● **SOURCE DOCUMENT**
[Begin]
11/18/2025
A little mention of Reily Presbyterian Church.
Part 2 of Grave by Grave: The Venice History Hunt — where we choose random stones and uncover the stories behind them.
Todays pick is:
THE SHADOW PASTOR OF VENICE:
The Reverend Who Built a Three-Church Empire… and Walked the Dangerous Path of the Underground Railroad.
Most people in Ross Township walk through Venice Cemetery without realizing a quiet giant rests there — a man whose footsteps shaped churches, communities, and one of the most dangerous movements in American history.
This is Rev. Adam Baird Gilliland (1794–1885) — the man who turned a handful of frontier congregations into a Presbyterian powerhouse, with Venice at the center of gravity.
Gilliland didn’t come up on soft land.
He came out of Hillsboro, hardened, trained, and already known as a preacher who could command a room. By the time he reached Butler County, he stepped straight into the pulpit at Bethel Presbyterian near Millville, becoming one of the strongest voices in the region.
And then something rare happened:
Three churches — Bethel, Venice, and Reily — became linked through his ministry.
He, alongside another minister, guided three congregations at once.
That wasn’t normal.
That wasn’t easy.
That wasn’t safe.
But Gilliland didn’t blink.
When Venice Presbyterian needed leadership after its early years, Gilliland moved in and became the stabilizing force, turning Venice into the central hub of his preaching circuit. People rode miles by wagon or horseback just to hear his sermons. He didn’t build Venice Presbyterian, but just a few years after the church’s first pastor, Rev. Thomas Thomas, passed away, it grew into something truly significant under his leadership.
It became alive.
It became known.
It became his.
And while the churches grew… so did another shadow network.
The Underground Railroad.
[End]
● **GIVEN DATA**
[Begin]
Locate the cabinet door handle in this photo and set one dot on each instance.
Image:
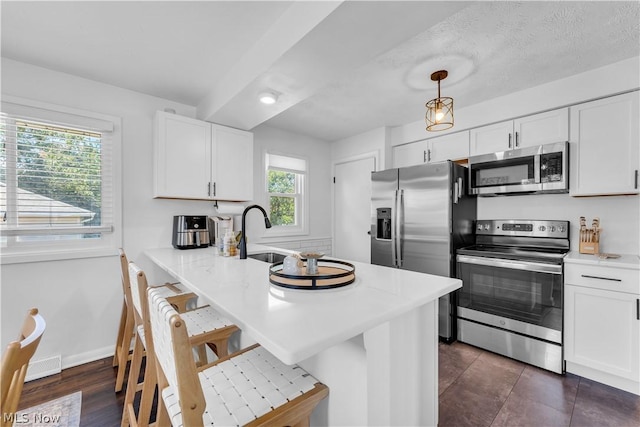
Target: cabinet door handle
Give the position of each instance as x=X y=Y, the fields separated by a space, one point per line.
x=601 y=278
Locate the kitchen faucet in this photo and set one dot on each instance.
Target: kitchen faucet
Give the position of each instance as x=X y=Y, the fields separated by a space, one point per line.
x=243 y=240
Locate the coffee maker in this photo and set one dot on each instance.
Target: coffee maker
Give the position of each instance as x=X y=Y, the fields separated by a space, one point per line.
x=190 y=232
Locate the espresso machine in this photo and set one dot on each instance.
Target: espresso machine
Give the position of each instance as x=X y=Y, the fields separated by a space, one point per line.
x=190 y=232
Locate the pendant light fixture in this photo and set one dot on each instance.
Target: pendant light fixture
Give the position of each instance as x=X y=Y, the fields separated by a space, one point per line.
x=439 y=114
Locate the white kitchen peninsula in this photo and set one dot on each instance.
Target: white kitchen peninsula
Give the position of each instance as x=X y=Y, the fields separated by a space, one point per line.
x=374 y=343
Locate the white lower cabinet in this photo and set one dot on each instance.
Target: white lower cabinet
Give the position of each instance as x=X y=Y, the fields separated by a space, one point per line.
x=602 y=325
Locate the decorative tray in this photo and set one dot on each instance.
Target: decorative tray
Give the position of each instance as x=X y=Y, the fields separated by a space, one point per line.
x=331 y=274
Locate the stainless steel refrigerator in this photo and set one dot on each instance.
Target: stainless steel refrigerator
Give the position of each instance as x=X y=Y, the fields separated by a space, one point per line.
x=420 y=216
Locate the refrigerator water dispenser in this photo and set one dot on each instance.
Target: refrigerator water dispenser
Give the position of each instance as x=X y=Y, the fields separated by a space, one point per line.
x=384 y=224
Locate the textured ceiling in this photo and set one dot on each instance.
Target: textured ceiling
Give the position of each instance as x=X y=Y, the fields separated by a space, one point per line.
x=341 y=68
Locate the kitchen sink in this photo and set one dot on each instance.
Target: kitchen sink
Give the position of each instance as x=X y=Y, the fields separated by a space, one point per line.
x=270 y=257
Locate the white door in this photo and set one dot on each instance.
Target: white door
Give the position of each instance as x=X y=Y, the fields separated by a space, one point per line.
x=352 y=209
[End]
[Begin]
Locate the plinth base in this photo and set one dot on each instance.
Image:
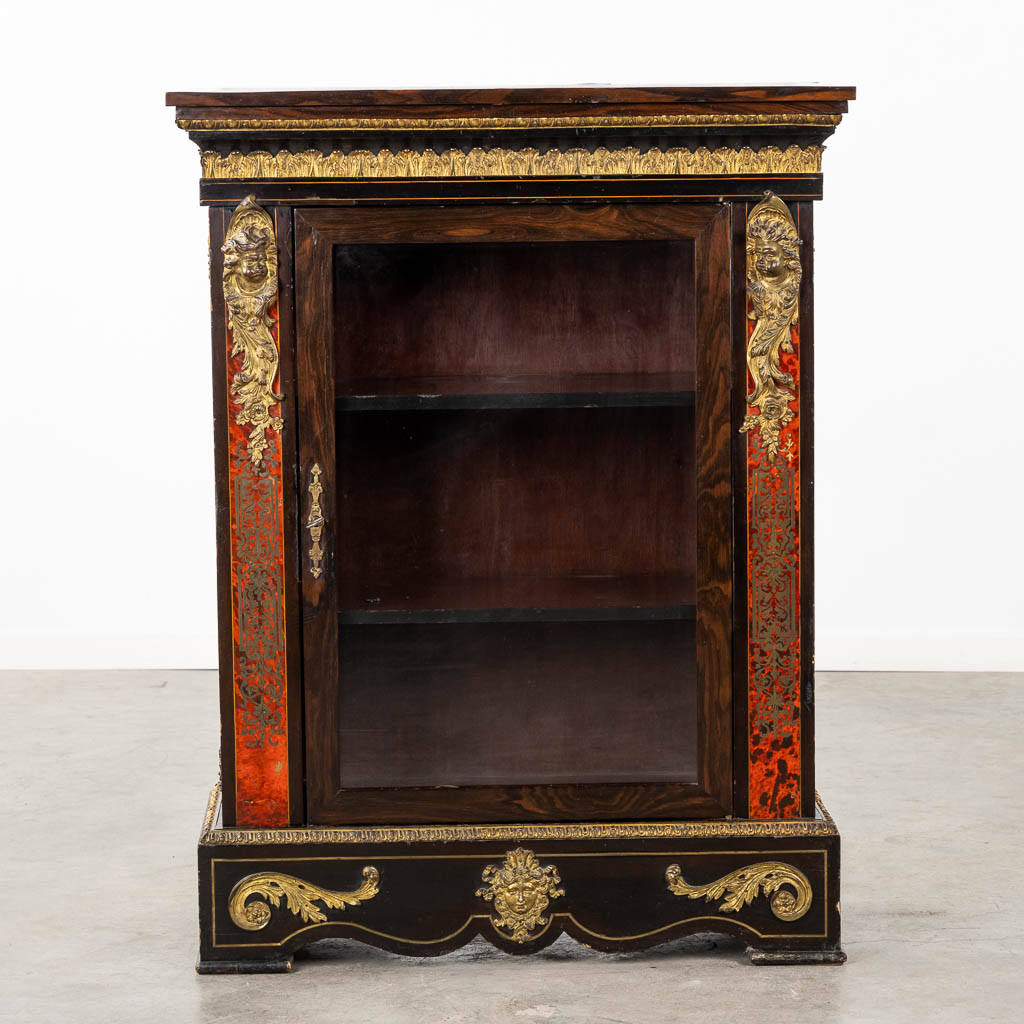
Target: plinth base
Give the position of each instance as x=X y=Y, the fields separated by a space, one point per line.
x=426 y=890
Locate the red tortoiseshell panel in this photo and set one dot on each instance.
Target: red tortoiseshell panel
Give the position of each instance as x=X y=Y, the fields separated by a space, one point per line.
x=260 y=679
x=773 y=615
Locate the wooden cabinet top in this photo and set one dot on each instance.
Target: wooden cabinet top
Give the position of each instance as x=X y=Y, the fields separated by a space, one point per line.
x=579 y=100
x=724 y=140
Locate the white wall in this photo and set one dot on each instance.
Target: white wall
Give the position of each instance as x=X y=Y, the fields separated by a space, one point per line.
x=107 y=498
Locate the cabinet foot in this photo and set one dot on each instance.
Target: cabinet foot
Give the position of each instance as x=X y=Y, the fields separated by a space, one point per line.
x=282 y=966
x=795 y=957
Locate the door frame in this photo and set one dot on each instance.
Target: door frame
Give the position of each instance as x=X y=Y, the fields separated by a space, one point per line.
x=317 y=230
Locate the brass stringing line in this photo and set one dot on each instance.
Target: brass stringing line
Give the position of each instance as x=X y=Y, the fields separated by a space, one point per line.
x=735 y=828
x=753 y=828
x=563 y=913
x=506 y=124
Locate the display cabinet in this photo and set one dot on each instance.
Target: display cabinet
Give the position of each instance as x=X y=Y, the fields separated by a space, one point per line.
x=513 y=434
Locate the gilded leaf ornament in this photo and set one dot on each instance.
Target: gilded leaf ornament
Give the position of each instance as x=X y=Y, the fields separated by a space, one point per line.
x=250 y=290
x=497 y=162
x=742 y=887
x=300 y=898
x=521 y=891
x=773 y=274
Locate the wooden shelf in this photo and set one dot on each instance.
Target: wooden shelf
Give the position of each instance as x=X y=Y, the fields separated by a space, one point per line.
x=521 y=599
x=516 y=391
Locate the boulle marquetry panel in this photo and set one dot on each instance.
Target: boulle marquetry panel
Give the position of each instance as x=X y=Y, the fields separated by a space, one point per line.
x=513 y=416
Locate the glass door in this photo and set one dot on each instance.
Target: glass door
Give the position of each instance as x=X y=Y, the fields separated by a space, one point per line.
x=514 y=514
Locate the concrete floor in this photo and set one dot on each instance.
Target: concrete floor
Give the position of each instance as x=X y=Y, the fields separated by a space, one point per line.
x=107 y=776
[End]
● **TASK 1**
Report every line of the records that contains the word "floor", copying each line in full.
● **TASK 2**
Extend the post about Rev. Adam Baird Gilliland, continuing after its last line.

● **ANSWER 1**
Locate the concrete floor in this photo and set one dot on each instance.
Target: concrete floor

● **ANSWER 2**
This was no side project.
No small-town rumor.
This was danger at a level where one wrong knock could end your life.
Gilliland’s congregations sat right in the region where abolitionist routes threaded through Butler County. His churches - including Venice Presbyterian — weren’t loud about it — they were quiet, coded, trusted. And ministers like Gilliland didn’t just preach conscience… they shaped it. They taught duty. They taught courage. They taught right from wrong even when the law disagreed.
Gilliland walked among people who opened barns, cellars, and wagon beds to freedom seekers—something woven into him since childhood, watching his father, Rev. James Gilliland, fight slavery from the pulpit and from his own doorstep. His father had sheltered fugitives, guided them, and preached boldly against bo***ge when it was dangerous to do so. And beside Rev. Adam Gilliland stood his wife, Sarah, whose own quiet involvement and trusted family ties made her a steady, unseen force in the same hidden chain of rescue.
And he inspired all.
This wasn’t just a preacher.
This was a movement-builder.
A community-shaper.
A man whose influence ran under the surface like a hidden river.
Now he lies in Venice Cemetery, no grand monument, no statue, just a name carved in stone — and a legacy that most of the town has completely forgotten.
Not anymore.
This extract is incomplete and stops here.